# Texte de lecture
────────────────────────────────────────

Un comparatif probablement assez étrange pour beaucoup. David contre Goliath, 190g contre 1.4kg … capteur riquiqui de 12 mégapixels contre full-frame de 42 mégapixels, mais dans quel but ???
L’idée était de faire le point en 2020, avec l’un des meilleurs smartphones « photo » du moment, afin de voir où on en est réellement du rattrapage de performances vis à vis du matériel photo dédié. Je voulais faire ça aussi en condition réelles, en rando à la montagne, et pas juste appareil sur trépied devant un mur de briques.
J’aurai pu faire des comparaisons intermédiaires, avec des appareils photo à capteur 1″, micro 4/3, APS-C, mais voilà, déjà il faut avoir ce type de matériel sous la main, et il faut aussi accepter de l’emmener en rando (poids). Bref j’ai pris pour caricaturer le meilleur smartphone avec le meilleur appareil photo et regardé ce que ça donne.
Bien sûr on sait à l’avance qui va gagner, le but n’est pas là, le but est de voir « de combien » le fullframe gagne encore, et sur quels points il gagne vraiment. Et au passage pour information : zéro sponsor pour ce test, c’est mon matériel personnel.
Le test a été fait de la sorte suivante : pour chaque « scène », j’ai fait une photo au Sony, (en RAW) avec le cadrage qui me semblait le plus adapté, généralement en priorité ouverture, à f/8.0 et 100 iso. Ensuite j’ai dégainé le smartphone et fait une photo en jpeg en mode « auto » (HDR activé / AI désactivée), une photo à l’ultra grand angle si ça me semblait pertinent, une photo en 64 mégapixels (3è capteur) et une photo en mode « pro » pour pouvoir faire un fichier RAW. Sur ordinateur ensuite, j’ai « développé » les RAW du mieux possible en fonction de mes compétences, mes goûts et ma vision de la scène lorsqu’elle s’est produite.
Pas de trépied, pas de cadrage « strictement identique », j’ai fait « du mieux possible en conditions réelles » afin de reproduire l’usage qu’on aurait de l’une ou l’autre des solutions… c’est aussi plus simple pour moi en rando 😉
Pour simplifier la comparaison, je vous recommande de cliquer sur les images pour les ouvrir dans des onglets différents et de passer d’un onglet à l’autre pour comparer.
Place aux photos :
Télécharger le RAW du S20+ (DNG)

────────────────────────────────────────

# Exercices à réaliser
A: Réécrivez la partie du texte de lecture qui commence aux mots « Bien sûr on » et s'arrête après « lorsqu’elle s’est produite. », en substituant « Nikon » à « Sony ».
B: Répondez aux questions suivantes d'après le texte de lecture :
(i) Combien de mégapixels compte le capteur plein format ?
(ii) En quelle année l'auteur souhaitait-il faire le point ?
(iii) Quelles ouverture et sensibilité ont généralement été utilisées pour les photos au Sony ?

# Données fournies
────────────────────────────────────────

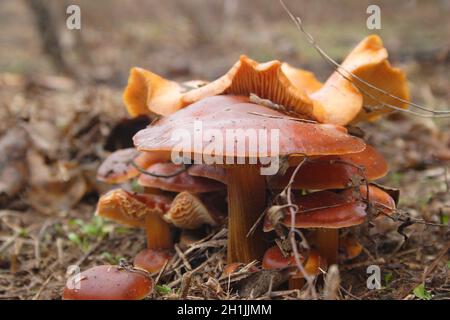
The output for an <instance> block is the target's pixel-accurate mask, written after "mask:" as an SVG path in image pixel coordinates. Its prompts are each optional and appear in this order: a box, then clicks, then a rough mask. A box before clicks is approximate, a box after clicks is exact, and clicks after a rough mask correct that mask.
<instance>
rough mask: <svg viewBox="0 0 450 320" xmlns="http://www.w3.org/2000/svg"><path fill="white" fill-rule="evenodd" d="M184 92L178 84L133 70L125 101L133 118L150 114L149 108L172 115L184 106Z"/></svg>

────────────────────────────────────────

# Réponses ci-dessous
A:
Bien sûr on sait à l’avance qui va gagner, le but n’est pas là, le but est de voir « de combien » le fullframe gagne encore, et sur quels points il gagne vraiment. Et au passage pour information : zéro sponsor pour ce test, c’est mon matériel personnel.
Le test a été fait de la sorte suivante : pour chaque « scène », j’ai fait une photo au Nikon, (en RAW) avec le cadrage qui me semblait le plus adapté, généralement en priorité ouverture, à f/8.0 et 100 iso. Ensuite j’ai dégainé le smartphone et fait une photo en jpeg en mode « auto » (HDR activé / AI désactivée), une photo à l’ultra grand angle si ça me semblait pertinent, une photo en 64 mégapixels (3è capteur) et une photo en mode « pro » pour pouvoir faire un fichier RAW. Sur ordinateur ensuite, j’ai « développé » les RAW du mieux possible en fonction de mes compétences, mes goûts et ma vision de la scène lorsqu’elle s’est produite.

B:
(i) 42 mégapixels.
(ii) En 2020.
(iii) Une ouverture de f/8.0 et une sensibilité de 100 iso.